If you’re looking to buy a house in the near future, it’s important to know how much you can afford to spend. Setting a realistic budget will help you determine where you should buy, how much home to buy and how you will account for closing costs (including your down payment). How do you go about determining how much you can afford to spend on your next home?

1. Look at Your Debt-to-Income Ratio

When applying for a mortgage, a lender will want your DTI to be less than 25 to 30 percent before accounting for a housing payment. When taking your mortgage into account, your DTI should be no more than about 40 percent. If this ratio is any higher, you may have trouble paying your bills and saving for retirement or other future goals.

According to the FHA Handbook, “And the borrower’s total debt load (including the monthly mortgage payments, credit cards, car payments, etc.) should not exceed 43% of his or her gross monthly income. Those are the current FHA DTI ratio limits for 2017.” For 2016 the FHA was saying that 45% was OK so they are tightening up (perhaps in anticipation of a rougher economic climate or perhaps because those close to a 45% DTI ratio are defaulting). We say that, to be on the safe side your DTI ratio should be well below 40% so you are not running the risk of defaulting on your loan and losing your house.

2. How Much Do You Want to Spend?

One way to set your home purchase budget is to determine how much that you want to spend each month. Remember, property taxes, insurance and the interest rate on your loan will play a role in what your overall payment will be. Therefore, it may not be enough to say that you want to spend less than $100,000 on a house. This is because a $100,000 home in a town with a property tax rate of 2 percent will cost more than a $100,000 house in an area with a .5 percent property tax rate. The Re/Max Alliance – The Diane Stow Team website provides a Mortgage Calculator that can help you calculate how much your mortgage will be.

3. Talk With Your Real Estate Agent

Talking with a professional real estate agent may help you determine what a realistic budget may look like. He or she may help you take into account how much you want to put down, how much you want to spend each month and how much it may cost to buy in an area with good schools or other attractions.

4. Consider Value Versus Price

It is important to think about the value that you get for your money. In some cases, it may be better to spend $100,000 on a home that has been updated compared to an $70,000 home that needs $30,000 in renovations. In these days of  HGTV if you want a fixer-upper, it needs to be worth your time and money to buy one so be sure that your renovations will pay you back for your time and labor investment in added value.

When you buy a home, you are making a commitment to live in that home for many years. Therefore, you have to be sure that you can afford to make payments until it makes sense to sell it or until you are truly ready to leave.

- **Information shown**
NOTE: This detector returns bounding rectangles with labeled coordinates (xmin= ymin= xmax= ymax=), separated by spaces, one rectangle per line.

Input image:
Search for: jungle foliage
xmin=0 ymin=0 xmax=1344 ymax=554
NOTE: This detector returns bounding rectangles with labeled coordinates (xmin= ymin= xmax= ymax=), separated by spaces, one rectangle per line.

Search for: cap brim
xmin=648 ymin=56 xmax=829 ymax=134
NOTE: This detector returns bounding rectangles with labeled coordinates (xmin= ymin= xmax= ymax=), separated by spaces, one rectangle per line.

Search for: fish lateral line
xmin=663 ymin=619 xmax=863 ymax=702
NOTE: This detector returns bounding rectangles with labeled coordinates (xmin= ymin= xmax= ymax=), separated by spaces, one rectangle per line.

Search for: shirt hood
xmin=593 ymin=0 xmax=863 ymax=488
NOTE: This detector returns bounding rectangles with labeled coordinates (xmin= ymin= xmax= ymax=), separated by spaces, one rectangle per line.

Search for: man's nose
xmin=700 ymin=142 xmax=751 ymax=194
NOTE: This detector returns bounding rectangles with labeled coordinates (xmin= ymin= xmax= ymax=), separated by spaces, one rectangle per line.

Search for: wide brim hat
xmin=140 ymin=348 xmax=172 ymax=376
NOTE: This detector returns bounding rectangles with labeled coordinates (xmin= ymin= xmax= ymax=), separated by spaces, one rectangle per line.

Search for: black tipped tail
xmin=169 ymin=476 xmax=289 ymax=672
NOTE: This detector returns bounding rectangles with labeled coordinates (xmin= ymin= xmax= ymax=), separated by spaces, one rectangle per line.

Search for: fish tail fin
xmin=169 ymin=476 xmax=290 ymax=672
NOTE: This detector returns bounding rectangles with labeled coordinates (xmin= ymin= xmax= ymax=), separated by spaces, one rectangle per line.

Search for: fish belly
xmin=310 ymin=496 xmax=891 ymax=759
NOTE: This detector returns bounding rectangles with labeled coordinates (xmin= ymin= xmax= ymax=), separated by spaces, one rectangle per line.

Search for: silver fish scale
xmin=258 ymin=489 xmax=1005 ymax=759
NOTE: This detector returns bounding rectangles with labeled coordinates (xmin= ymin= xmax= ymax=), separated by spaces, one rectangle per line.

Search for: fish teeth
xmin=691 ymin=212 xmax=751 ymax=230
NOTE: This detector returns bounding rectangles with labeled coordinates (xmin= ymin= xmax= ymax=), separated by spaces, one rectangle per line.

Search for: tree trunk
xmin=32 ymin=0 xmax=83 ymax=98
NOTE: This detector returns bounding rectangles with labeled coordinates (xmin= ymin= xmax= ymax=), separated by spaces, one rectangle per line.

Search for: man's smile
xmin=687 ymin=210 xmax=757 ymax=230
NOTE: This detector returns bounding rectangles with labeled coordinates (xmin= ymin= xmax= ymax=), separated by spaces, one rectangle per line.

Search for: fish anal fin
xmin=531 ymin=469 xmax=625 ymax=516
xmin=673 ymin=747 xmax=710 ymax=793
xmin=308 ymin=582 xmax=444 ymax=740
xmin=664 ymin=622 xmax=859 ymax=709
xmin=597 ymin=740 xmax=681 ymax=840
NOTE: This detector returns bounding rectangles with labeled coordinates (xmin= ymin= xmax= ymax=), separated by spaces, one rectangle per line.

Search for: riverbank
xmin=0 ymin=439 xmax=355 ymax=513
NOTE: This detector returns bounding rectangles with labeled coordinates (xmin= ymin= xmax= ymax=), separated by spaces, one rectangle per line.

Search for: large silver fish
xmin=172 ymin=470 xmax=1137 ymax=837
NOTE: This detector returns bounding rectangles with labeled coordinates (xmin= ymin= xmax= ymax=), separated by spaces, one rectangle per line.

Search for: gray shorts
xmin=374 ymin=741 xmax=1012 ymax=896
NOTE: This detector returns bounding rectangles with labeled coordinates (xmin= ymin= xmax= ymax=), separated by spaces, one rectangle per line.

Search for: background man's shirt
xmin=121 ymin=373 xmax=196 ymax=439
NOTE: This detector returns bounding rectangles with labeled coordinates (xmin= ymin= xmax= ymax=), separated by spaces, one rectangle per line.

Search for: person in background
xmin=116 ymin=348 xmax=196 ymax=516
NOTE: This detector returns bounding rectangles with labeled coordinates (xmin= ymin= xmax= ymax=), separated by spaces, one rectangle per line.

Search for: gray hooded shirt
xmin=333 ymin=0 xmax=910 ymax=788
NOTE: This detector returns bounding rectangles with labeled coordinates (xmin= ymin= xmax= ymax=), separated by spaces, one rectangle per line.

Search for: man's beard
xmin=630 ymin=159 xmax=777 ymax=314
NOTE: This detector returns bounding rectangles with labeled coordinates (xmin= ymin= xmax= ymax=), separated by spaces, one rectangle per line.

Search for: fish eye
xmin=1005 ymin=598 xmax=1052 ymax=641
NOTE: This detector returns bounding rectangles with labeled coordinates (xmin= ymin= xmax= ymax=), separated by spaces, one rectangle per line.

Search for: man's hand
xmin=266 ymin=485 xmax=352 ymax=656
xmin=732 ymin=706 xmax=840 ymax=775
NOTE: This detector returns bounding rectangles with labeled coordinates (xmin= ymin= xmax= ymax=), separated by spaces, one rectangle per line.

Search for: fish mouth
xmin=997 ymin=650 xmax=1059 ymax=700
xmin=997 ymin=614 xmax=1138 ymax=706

- **What is required**
Reproduce the passage on setting a home-buying budget from the words "Talking with a" through "or other attractions.", switching "good schools" to "low crime rates".

- **Worked answer**
Talking with a professional real estate agent may help you determine what a realistic budget may look like. He or she may help you take into account how much you want to put down, how much you want to spend each month and how much it may cost to buy in an area with low crime rates or other attractions.